*** Begin section ***

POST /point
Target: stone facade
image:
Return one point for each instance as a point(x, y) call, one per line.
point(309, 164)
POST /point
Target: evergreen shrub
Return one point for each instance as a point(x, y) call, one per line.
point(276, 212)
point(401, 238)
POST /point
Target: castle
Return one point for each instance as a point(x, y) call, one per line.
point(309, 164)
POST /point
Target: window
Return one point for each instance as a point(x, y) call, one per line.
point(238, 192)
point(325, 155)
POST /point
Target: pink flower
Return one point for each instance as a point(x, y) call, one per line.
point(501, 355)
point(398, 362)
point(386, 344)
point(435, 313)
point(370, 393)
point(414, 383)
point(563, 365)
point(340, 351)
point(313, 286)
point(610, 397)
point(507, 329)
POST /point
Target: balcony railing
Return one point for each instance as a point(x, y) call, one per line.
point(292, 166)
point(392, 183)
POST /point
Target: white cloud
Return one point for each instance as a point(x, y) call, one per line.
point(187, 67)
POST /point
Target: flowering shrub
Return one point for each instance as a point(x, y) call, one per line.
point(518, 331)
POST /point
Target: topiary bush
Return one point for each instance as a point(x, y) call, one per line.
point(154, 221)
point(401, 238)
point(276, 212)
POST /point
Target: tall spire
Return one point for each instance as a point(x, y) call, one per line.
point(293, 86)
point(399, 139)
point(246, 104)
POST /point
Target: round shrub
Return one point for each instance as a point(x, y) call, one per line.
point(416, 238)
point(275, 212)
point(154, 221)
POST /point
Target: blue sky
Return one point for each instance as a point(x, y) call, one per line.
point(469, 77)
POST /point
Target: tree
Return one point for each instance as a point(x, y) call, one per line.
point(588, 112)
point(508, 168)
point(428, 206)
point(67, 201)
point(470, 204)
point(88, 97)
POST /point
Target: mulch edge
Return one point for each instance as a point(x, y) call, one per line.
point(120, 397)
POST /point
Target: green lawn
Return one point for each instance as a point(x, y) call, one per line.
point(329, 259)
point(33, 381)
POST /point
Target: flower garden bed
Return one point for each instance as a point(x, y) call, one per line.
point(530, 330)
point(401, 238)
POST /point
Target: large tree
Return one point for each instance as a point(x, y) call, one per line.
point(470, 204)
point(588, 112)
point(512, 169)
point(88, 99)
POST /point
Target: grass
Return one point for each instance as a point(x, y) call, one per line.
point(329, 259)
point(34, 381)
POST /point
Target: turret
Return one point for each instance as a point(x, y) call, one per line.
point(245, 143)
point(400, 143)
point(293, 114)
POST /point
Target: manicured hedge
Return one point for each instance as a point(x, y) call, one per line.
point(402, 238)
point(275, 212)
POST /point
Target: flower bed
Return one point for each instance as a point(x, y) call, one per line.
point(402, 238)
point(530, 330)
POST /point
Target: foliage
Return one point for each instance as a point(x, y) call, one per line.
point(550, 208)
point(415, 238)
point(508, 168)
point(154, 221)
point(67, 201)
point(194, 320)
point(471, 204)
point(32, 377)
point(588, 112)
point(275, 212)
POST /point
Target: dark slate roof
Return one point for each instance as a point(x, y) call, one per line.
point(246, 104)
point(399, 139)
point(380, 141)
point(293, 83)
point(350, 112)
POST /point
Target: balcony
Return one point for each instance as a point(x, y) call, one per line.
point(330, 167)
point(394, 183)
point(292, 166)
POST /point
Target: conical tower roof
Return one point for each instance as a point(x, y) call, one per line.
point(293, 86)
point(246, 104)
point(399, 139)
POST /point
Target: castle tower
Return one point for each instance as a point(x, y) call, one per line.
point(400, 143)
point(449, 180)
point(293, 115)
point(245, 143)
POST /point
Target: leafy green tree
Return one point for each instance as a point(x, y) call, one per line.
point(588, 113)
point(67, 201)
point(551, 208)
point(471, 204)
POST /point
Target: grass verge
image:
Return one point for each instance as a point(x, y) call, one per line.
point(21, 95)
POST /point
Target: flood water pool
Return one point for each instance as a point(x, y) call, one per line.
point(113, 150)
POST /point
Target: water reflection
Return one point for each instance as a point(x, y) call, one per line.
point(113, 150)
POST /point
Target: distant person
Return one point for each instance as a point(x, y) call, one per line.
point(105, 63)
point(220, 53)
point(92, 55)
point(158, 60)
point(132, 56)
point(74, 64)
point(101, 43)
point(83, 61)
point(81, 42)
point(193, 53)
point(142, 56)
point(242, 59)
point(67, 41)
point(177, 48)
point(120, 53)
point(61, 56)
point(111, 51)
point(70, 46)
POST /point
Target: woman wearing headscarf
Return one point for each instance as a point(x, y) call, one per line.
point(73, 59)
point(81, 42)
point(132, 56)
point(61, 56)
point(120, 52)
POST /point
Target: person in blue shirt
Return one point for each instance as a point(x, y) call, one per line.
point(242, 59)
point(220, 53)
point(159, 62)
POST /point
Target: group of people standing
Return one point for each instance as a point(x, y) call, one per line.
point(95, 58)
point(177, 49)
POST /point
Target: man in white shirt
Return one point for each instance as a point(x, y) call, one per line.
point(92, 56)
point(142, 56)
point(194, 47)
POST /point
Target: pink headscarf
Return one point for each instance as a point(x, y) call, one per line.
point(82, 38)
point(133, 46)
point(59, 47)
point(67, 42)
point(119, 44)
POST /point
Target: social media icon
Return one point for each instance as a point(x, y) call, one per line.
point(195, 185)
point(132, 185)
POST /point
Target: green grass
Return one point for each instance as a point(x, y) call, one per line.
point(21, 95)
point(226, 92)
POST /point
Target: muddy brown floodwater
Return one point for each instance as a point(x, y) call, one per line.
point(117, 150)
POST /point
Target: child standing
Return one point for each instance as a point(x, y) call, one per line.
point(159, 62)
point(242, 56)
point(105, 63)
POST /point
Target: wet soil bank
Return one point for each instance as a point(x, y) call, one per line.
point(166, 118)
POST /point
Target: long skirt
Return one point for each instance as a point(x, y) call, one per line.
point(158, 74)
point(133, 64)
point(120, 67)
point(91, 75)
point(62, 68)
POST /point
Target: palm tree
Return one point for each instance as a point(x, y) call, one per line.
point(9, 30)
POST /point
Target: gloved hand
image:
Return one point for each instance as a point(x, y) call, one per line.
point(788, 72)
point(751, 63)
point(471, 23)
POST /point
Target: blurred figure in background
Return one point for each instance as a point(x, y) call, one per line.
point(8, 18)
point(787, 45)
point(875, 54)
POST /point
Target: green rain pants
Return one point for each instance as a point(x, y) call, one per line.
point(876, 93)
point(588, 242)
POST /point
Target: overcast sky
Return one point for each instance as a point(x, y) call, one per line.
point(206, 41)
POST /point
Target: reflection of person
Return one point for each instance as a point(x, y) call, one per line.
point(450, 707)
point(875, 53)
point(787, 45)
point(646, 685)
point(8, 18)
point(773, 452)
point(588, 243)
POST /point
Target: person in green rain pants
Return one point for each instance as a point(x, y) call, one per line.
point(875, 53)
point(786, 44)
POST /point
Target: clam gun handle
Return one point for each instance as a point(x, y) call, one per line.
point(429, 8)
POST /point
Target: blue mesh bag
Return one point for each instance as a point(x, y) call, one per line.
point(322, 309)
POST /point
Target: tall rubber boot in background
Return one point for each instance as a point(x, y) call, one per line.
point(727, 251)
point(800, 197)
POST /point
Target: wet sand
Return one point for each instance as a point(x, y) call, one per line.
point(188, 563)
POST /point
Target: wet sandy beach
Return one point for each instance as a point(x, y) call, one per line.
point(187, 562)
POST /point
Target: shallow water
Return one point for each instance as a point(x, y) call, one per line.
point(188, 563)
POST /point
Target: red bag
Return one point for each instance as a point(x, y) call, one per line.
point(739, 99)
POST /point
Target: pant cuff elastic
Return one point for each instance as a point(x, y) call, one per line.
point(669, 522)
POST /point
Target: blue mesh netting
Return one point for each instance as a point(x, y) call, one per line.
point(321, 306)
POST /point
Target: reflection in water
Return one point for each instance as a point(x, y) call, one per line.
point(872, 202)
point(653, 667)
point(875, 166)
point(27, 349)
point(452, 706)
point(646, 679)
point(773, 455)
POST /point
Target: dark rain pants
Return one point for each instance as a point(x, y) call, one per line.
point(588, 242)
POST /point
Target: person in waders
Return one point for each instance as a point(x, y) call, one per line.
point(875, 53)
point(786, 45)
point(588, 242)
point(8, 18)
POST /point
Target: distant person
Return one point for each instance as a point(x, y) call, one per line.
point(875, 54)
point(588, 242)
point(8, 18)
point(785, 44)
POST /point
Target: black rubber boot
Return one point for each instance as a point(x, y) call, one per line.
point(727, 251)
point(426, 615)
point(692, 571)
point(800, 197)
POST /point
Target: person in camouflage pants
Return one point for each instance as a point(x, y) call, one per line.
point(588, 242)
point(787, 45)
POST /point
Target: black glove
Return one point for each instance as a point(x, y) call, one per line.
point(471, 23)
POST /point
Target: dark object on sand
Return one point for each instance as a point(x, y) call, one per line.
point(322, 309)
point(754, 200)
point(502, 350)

*** End section ***

__Problem to work on__.
From the first line of the material above down to the line with "Target: flower garden bed", output each line exactly; include both of those lines and add no others.

__Answer section__.
POST /point
Target: stone facade
image:
Return one point for each instance as a point(x, y) call, one per line.
point(309, 164)
POST /point
Target: evergreen shrub
Return one point for each instance as a point(x, y) call, one per line.
point(276, 212)
point(401, 238)
POST /point
Target: castle
Return one point for each instance as a point(x, y) call, one per line.
point(309, 164)
POST /point
Target: window
Return one point for each instance as a point(x, y) call, one per line.
point(238, 192)
point(325, 155)
POST /point
Target: pink flower
Return one point for each instance as a point(x, y) call, one per line.
point(501, 355)
point(398, 362)
point(386, 344)
point(435, 313)
point(370, 393)
point(414, 383)
point(563, 365)
point(340, 351)
point(313, 286)
point(610, 397)
point(507, 329)
POST /point
Target: balcony railing
Return one point for each instance as a point(x, y) call, one per line.
point(292, 166)
point(392, 183)
POST /point
Target: white cloud
Return one point for each instance as a point(x, y) call, one per line.
point(187, 67)
POST /point
Target: flowering shrub
Return one point for each instance as a point(x, y) call, one per line.
point(518, 331)
POST /point
Target: topiary bush
Return one point for each instance as a point(x, y) call, one per line.
point(154, 221)
point(401, 238)
point(276, 212)
POST /point
Target: tall spire
Return one point for each instance as a point(x, y) call, one per line.
point(293, 86)
point(399, 139)
point(246, 104)
POST /point
Target: round shrub
Return one point for each instance as a point(x, y) call, one per line.
point(416, 238)
point(275, 212)
point(154, 221)
POST /point
Target: blue sky
Return one point for each instance as a point(x, y) call, one per line.
point(469, 77)
POST /point
Target: tree
Return one point for each instance as a point(x, y) call, one per line.
point(588, 112)
point(508, 168)
point(428, 206)
point(67, 201)
point(470, 204)
point(88, 97)
POST /point
Target: mulch edge
Return one point for each instance as a point(x, y) call, one per line.
point(120, 397)
POST /point
Target: green lawn
Return one point for each instance as a point(x, y) call, one per line.
point(329, 259)
point(33, 381)
POST /point
Target: flower garden bed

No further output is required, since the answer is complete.